### Do this
Count the lines in the rows below that contain the word "dark", treating uppercase and lowercase letters as different, and give only the number.

** begin Information supplied **

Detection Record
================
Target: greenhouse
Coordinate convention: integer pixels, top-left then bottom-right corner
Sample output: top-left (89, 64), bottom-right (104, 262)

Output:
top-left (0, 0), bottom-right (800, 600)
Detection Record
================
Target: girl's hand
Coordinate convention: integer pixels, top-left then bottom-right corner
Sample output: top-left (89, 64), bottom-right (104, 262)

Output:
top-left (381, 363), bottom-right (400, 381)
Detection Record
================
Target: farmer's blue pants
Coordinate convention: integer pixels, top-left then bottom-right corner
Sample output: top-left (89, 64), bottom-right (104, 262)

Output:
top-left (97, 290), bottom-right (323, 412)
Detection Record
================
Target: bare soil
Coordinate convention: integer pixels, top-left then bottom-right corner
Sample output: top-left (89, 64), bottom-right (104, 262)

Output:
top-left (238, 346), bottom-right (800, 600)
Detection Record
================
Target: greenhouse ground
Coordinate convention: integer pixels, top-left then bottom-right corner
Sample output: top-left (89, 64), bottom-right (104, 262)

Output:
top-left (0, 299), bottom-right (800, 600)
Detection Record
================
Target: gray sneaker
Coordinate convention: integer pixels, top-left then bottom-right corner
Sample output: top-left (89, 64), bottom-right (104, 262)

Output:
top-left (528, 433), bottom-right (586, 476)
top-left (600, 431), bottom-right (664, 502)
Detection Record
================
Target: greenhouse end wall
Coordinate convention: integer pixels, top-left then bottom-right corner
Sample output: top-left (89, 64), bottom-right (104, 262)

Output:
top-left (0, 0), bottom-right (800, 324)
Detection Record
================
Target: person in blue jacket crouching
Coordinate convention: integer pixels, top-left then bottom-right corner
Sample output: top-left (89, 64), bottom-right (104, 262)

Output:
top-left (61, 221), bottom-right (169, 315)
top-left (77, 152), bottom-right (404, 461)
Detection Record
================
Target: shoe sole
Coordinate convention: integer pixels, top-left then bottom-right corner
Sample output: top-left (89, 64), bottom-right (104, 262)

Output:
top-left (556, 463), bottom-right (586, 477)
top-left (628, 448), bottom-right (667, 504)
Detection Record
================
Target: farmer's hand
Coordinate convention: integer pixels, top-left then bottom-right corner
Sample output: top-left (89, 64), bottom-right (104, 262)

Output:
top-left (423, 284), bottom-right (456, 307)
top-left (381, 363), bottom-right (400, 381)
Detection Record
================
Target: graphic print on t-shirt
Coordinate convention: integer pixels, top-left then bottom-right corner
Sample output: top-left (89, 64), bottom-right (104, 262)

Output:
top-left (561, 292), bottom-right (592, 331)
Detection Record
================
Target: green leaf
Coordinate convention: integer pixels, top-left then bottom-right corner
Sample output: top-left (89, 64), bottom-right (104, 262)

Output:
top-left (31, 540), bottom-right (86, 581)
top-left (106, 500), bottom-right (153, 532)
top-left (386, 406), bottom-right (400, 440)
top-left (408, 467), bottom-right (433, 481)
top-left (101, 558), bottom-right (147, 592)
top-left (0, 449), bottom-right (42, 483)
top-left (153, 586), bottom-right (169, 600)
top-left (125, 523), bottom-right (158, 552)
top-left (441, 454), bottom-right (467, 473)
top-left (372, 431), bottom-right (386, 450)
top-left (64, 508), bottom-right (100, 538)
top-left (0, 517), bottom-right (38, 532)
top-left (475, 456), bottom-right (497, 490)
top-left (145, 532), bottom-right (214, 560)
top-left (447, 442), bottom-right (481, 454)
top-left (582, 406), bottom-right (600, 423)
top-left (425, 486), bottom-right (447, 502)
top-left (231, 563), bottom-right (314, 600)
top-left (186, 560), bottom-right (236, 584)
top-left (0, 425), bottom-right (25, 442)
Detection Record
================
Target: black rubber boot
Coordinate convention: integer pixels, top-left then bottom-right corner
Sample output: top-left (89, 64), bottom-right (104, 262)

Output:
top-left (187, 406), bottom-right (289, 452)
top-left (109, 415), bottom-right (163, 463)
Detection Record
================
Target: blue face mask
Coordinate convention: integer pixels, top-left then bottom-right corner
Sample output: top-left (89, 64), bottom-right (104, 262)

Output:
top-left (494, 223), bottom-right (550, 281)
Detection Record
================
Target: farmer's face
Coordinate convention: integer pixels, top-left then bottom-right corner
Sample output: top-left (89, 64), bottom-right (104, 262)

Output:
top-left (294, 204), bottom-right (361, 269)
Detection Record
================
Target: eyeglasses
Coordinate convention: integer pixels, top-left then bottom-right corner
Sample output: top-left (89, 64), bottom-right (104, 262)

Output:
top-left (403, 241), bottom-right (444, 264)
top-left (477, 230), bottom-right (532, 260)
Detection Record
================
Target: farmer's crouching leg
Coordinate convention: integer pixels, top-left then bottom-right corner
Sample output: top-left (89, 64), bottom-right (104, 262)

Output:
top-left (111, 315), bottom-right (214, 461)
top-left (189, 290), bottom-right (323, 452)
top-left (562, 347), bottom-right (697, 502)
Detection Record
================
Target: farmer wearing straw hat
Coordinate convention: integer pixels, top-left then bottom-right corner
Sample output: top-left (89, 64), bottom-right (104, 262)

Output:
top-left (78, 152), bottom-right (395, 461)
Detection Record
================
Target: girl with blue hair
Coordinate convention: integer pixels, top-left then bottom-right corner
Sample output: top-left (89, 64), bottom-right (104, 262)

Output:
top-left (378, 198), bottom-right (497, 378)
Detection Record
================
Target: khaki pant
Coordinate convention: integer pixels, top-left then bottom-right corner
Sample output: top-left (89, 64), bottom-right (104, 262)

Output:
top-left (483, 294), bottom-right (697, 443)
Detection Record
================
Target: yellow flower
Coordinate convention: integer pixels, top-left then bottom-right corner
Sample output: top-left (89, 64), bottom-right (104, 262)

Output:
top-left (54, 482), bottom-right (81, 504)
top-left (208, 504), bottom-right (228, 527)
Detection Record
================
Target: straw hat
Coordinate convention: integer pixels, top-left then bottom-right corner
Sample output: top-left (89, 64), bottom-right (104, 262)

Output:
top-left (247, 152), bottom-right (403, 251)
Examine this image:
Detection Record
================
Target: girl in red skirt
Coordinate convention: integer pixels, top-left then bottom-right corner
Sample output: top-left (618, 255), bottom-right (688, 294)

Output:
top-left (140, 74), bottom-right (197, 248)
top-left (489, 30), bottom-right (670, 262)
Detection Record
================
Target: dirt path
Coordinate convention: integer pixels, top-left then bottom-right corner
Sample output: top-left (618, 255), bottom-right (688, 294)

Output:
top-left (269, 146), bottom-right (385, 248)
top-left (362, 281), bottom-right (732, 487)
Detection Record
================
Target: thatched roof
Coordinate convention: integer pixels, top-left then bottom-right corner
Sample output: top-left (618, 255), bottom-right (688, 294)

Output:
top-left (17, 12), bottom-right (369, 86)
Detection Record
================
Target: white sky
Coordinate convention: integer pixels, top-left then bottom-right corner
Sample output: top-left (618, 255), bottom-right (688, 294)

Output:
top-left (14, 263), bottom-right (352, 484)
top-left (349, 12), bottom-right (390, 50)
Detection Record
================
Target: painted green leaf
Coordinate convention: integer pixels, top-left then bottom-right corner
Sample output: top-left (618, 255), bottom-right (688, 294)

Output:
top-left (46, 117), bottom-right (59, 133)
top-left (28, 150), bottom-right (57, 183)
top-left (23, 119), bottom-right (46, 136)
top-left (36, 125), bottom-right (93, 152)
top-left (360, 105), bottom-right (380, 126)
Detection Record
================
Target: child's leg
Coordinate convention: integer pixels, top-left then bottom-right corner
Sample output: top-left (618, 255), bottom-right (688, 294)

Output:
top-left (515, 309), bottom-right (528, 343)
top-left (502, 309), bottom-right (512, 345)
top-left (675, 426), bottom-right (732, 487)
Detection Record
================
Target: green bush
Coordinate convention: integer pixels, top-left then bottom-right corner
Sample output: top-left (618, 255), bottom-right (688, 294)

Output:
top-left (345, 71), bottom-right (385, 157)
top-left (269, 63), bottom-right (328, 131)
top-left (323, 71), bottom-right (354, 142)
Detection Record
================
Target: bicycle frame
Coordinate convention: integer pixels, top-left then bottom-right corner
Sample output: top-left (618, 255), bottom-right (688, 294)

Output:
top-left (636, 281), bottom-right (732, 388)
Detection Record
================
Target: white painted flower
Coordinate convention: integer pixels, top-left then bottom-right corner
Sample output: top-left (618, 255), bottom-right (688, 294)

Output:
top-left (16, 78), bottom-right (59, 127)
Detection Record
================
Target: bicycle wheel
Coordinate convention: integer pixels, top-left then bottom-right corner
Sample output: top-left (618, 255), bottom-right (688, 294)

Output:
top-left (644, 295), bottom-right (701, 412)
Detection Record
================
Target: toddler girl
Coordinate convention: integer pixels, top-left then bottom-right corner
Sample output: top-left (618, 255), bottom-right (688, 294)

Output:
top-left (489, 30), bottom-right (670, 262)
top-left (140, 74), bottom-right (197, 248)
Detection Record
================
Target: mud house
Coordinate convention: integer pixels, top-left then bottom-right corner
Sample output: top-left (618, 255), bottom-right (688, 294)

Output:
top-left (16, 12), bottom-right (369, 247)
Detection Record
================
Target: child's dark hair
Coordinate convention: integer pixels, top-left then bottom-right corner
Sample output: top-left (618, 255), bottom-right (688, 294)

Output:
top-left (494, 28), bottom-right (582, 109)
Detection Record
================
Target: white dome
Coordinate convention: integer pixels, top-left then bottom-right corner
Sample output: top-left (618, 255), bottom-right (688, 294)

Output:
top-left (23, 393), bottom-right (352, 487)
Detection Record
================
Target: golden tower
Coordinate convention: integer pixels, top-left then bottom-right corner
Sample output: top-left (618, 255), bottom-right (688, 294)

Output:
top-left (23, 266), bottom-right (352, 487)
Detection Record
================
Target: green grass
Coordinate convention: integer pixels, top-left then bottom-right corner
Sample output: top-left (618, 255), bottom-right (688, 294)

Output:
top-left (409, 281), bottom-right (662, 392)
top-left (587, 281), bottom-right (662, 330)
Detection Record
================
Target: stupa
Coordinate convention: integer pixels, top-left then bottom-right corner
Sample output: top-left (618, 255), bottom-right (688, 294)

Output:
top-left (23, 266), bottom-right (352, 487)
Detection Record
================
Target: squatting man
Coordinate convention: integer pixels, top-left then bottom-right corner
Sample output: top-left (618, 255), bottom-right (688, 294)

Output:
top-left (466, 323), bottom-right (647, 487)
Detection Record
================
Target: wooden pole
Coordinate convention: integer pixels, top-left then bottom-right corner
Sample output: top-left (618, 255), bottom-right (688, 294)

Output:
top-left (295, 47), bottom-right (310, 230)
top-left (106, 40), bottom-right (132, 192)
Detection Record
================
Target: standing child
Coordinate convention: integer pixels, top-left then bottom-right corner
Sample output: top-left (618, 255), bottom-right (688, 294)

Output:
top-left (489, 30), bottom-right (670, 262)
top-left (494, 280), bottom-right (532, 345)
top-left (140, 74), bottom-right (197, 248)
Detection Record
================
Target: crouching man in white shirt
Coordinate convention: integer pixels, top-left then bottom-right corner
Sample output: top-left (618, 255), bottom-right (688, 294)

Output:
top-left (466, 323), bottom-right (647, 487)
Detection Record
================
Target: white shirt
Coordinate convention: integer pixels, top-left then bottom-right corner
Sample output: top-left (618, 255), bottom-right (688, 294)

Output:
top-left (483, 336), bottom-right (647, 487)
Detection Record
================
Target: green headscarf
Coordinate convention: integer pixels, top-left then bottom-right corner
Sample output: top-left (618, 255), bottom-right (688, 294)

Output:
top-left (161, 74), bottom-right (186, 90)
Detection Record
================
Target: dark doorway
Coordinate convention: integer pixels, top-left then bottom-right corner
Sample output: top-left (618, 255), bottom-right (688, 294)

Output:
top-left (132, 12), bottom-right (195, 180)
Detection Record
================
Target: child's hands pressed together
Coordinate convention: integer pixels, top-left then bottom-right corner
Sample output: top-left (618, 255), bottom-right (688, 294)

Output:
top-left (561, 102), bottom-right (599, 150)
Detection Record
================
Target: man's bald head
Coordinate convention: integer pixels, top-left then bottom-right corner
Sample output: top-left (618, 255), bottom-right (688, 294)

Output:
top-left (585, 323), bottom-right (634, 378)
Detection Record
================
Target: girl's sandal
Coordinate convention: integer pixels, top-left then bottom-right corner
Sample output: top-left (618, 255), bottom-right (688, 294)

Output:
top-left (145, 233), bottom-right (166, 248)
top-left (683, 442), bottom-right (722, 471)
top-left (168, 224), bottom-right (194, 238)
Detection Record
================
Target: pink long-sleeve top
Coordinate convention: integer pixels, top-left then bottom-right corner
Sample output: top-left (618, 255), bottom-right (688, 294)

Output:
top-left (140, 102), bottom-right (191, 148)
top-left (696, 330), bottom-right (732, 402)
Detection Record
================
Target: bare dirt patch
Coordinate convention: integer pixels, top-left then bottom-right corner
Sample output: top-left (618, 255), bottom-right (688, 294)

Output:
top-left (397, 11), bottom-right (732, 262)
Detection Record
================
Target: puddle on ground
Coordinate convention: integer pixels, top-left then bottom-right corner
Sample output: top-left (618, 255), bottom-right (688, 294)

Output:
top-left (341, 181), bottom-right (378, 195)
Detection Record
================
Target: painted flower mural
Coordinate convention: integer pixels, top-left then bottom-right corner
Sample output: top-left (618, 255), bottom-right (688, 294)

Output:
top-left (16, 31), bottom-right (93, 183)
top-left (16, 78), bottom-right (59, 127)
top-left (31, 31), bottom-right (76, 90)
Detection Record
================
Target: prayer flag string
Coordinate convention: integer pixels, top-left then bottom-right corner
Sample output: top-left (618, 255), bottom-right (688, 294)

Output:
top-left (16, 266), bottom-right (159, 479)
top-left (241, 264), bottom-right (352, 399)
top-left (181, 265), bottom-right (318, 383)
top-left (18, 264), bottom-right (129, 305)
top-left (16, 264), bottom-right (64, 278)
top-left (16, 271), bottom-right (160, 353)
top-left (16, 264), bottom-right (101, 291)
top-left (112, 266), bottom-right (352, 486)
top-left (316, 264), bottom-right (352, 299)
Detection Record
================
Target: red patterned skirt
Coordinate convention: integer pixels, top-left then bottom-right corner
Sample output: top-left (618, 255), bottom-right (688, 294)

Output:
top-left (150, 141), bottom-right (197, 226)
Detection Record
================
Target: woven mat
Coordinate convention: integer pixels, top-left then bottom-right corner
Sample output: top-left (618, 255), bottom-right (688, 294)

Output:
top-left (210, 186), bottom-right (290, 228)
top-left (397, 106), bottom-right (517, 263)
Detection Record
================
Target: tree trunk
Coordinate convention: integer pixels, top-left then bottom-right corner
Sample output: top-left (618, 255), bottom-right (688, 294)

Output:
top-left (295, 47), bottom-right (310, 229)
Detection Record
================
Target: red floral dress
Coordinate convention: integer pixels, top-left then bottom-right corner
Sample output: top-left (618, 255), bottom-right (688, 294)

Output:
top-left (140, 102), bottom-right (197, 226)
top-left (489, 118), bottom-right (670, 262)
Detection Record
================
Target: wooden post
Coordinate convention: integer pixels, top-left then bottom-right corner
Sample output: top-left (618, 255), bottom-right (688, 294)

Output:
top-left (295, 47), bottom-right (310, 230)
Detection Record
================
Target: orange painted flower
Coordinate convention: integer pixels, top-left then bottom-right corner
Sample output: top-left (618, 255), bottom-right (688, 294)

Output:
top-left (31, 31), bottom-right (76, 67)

** end Information supplied **

### Complete output
2